┌─ EXTRACTED DATA

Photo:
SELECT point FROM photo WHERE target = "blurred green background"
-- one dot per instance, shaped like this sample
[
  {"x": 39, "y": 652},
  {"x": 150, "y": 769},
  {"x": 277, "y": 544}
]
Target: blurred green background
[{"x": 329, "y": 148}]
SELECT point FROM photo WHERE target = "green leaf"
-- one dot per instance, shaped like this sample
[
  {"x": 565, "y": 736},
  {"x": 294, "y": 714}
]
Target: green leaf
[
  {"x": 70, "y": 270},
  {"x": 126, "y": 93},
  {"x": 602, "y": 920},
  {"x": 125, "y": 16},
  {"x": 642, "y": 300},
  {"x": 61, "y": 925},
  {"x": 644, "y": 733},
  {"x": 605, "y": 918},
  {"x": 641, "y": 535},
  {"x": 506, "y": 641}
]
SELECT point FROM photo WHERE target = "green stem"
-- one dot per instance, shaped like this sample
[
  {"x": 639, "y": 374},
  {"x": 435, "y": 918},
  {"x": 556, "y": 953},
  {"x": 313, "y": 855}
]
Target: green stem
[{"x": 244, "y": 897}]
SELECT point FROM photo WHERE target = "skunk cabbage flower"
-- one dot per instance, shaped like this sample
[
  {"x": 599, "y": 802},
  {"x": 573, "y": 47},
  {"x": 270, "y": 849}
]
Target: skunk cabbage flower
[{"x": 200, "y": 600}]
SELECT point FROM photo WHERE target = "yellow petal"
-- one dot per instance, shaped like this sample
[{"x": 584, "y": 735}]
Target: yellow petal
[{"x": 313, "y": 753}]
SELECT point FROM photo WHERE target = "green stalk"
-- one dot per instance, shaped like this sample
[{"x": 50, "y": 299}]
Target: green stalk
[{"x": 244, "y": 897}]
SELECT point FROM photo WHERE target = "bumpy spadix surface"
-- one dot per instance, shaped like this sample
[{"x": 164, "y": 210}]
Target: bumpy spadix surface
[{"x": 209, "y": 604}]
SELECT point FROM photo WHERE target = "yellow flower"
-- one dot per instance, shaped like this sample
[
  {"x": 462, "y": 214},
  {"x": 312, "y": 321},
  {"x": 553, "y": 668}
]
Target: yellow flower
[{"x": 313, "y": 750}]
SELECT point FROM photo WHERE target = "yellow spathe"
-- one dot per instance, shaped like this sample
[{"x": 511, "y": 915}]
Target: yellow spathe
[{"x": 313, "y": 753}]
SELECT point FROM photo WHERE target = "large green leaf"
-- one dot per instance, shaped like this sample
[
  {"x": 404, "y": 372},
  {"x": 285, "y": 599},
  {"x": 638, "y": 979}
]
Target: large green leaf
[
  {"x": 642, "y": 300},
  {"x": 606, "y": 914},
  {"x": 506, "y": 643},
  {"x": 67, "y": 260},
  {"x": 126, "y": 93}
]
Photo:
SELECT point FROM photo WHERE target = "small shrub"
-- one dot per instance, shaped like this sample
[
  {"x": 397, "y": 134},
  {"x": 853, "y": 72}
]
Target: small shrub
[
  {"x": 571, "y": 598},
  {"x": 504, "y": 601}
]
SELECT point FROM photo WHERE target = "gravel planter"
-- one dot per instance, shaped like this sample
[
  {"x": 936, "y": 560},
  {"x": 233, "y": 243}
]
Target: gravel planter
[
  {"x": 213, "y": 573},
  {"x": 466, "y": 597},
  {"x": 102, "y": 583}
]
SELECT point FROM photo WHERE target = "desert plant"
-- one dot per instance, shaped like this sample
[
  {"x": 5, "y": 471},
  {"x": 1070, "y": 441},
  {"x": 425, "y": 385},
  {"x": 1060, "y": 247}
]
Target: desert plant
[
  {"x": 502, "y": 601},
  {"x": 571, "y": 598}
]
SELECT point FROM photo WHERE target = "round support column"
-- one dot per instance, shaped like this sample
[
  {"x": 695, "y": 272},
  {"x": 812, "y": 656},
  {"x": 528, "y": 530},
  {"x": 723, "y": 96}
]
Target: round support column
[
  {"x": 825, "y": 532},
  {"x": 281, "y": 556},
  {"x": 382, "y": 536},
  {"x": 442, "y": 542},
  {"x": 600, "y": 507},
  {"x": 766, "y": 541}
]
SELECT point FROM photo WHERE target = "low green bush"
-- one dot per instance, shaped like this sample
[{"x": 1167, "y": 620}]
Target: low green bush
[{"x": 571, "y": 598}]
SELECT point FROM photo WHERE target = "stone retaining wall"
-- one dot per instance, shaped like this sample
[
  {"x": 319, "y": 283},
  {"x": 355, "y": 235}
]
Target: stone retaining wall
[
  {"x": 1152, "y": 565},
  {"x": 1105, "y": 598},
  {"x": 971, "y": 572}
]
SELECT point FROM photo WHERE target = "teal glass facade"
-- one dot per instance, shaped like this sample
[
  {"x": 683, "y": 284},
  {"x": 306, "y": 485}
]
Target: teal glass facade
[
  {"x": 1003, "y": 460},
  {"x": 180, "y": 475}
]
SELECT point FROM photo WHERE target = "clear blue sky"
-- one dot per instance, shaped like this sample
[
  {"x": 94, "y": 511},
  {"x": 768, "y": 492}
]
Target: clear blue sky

└─

» TASK TO COMPLETE
Nothing but a number should be returned: the count of lines in the listing that contain the string "clear".

» WRITTEN ANSWER
2